## What the task requires
Recast only the lines of the records starting at the line that contains "Annotate the person in" and ending at the line that contains "Annotate the rocky peak" as a Markdown table with the columns Row and Line. Number each line in order and leave out blank lines.

--- START OF Data supplied ---

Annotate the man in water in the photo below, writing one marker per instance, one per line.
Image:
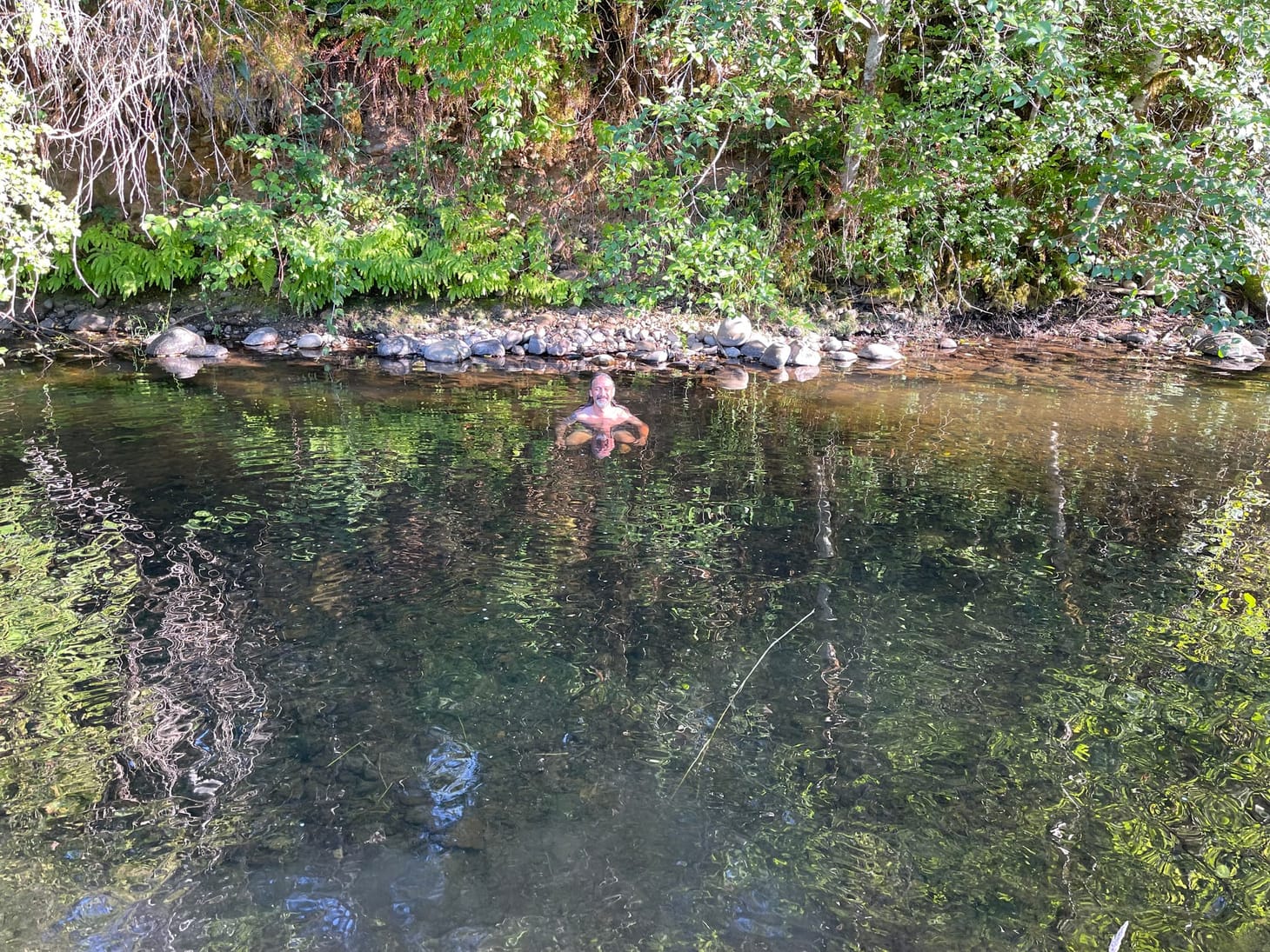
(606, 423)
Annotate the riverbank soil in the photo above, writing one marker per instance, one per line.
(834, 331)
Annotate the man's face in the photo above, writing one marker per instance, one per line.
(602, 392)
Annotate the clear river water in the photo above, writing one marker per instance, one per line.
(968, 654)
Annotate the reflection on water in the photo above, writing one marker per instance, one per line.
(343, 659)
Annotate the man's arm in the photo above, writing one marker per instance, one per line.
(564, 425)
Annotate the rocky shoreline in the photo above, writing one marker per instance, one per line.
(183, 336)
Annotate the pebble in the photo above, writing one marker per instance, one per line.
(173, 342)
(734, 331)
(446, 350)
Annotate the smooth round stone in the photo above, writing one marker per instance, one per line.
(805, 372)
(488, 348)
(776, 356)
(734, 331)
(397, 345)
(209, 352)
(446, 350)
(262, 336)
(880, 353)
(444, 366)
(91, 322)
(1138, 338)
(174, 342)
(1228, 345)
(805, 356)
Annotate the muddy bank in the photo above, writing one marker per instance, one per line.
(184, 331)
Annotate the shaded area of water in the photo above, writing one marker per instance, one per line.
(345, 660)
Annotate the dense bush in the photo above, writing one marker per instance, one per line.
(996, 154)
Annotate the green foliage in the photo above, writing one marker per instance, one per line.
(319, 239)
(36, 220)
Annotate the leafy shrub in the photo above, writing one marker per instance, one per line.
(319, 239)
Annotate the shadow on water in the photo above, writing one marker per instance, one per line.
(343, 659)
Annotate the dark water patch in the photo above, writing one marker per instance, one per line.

--- END OF Data supplied ---
--- START OF Data supplied ---

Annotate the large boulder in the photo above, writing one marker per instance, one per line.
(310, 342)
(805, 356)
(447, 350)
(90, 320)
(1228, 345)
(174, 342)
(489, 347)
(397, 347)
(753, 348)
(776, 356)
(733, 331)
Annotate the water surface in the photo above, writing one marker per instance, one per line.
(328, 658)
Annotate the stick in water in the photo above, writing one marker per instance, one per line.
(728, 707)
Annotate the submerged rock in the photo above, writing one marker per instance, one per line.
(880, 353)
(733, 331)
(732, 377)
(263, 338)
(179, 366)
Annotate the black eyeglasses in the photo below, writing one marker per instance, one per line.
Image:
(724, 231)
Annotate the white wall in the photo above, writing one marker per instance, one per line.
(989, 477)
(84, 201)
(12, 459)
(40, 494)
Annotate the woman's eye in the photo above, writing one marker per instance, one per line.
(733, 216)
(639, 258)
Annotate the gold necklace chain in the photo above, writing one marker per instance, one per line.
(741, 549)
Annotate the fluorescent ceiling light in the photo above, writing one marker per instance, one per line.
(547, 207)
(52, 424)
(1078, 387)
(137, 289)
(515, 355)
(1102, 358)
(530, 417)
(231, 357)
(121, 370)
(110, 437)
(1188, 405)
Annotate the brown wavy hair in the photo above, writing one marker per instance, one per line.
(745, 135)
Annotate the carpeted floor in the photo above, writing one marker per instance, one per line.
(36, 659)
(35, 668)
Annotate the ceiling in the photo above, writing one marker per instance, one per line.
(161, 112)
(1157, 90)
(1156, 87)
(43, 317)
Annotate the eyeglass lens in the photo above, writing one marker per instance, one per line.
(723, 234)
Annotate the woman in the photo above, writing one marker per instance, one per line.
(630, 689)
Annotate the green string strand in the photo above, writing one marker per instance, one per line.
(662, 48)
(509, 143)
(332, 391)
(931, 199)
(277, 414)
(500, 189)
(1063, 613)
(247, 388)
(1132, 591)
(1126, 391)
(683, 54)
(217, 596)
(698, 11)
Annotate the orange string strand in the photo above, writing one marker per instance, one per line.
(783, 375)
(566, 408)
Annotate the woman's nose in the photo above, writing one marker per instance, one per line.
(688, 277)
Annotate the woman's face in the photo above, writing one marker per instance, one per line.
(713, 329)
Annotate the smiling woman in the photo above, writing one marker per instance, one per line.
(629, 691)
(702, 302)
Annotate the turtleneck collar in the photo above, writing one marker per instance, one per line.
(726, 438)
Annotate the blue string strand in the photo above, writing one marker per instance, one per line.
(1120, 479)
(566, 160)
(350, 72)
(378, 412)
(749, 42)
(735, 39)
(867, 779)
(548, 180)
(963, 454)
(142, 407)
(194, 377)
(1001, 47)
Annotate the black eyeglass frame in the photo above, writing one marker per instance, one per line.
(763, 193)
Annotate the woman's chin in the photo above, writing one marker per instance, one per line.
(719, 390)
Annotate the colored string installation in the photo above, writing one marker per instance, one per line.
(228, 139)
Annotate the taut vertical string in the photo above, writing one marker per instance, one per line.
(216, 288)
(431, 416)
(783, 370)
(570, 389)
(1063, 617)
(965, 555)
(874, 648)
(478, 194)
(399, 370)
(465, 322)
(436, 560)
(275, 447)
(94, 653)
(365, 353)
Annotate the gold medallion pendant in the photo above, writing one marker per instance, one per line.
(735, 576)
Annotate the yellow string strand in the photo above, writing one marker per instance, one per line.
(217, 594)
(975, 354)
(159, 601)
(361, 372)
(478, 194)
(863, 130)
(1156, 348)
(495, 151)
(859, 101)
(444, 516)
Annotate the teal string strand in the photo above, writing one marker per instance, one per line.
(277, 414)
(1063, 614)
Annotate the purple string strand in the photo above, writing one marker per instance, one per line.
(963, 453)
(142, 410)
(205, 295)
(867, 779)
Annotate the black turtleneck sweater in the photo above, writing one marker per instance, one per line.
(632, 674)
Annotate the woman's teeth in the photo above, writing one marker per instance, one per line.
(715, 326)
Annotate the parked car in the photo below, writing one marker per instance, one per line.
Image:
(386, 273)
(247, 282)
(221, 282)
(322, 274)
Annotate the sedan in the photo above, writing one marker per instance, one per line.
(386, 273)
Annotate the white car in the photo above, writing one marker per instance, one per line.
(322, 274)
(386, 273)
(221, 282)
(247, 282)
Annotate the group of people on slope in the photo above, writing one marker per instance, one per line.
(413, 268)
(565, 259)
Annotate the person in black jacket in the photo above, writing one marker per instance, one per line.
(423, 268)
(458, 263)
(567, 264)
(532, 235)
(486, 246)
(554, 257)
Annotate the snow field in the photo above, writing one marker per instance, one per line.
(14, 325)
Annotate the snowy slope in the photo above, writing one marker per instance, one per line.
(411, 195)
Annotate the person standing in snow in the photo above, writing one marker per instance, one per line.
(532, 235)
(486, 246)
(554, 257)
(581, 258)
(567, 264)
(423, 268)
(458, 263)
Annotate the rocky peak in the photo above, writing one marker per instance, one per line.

--- END OF Data supplied ---
--- START OF Data supplied ---

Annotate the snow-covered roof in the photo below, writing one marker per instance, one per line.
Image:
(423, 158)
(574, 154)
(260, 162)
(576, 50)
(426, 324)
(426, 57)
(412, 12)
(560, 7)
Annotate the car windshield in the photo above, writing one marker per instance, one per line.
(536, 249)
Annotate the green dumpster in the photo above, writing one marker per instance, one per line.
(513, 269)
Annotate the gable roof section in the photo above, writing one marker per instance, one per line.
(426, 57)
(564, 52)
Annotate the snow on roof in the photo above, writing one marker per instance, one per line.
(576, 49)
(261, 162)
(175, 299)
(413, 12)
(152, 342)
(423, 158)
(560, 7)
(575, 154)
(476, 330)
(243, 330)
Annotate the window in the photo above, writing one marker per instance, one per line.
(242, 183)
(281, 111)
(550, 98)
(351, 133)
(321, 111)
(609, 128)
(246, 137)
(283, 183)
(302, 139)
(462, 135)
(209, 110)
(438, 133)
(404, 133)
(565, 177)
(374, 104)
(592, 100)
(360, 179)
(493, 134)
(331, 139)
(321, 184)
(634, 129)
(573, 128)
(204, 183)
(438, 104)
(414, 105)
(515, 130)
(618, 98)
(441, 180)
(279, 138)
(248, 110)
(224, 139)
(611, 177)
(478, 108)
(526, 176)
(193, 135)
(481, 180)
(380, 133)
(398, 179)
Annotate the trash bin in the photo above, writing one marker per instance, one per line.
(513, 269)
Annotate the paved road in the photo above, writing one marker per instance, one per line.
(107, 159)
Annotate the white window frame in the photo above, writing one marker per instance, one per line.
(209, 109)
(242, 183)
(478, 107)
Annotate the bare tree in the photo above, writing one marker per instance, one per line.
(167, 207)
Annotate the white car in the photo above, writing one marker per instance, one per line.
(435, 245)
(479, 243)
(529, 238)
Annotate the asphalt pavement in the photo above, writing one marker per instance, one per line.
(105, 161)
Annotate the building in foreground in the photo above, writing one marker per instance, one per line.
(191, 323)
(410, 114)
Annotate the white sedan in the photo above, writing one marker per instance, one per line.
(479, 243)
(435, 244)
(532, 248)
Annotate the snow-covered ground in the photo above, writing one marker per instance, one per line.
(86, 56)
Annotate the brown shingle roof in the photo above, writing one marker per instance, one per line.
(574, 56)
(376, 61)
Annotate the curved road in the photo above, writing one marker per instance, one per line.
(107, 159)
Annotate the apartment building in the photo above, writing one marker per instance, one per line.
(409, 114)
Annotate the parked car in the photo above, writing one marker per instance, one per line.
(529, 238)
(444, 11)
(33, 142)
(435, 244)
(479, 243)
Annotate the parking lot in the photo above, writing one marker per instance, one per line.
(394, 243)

--- END OF Data supplied ---

## Full answer
| Row | Line |
|---|---|
| 1 | Annotate the person in black jacket in the photo above, writing one marker per instance, one per line. |
| 2 | (423, 268) |
| 3 | (458, 263) |
| 4 | (567, 264) |
| 5 | (532, 235) |
| 6 | (486, 246) |
| 7 | (554, 257) |
| 8 | Annotate the snow field in the photo above, writing one marker per instance, one per line. |
| 9 | (14, 325) |
| 10 | Annotate the snowy slope in the photo above, writing one marker per instance, one per line. |
| 11 | (411, 195) |
| 12 | Annotate the person standing in snow in the photo above, writing one marker per instance, one per line. |
| 13 | (532, 235) |
| 14 | (486, 246) |
| 15 | (554, 257) |
| 16 | (581, 258) |
| 17 | (567, 264) |
| 18 | (423, 268) |
| 19 | (458, 263) |
| 20 | Annotate the rocky peak in the photo above, writing one marker per instance, one per line. |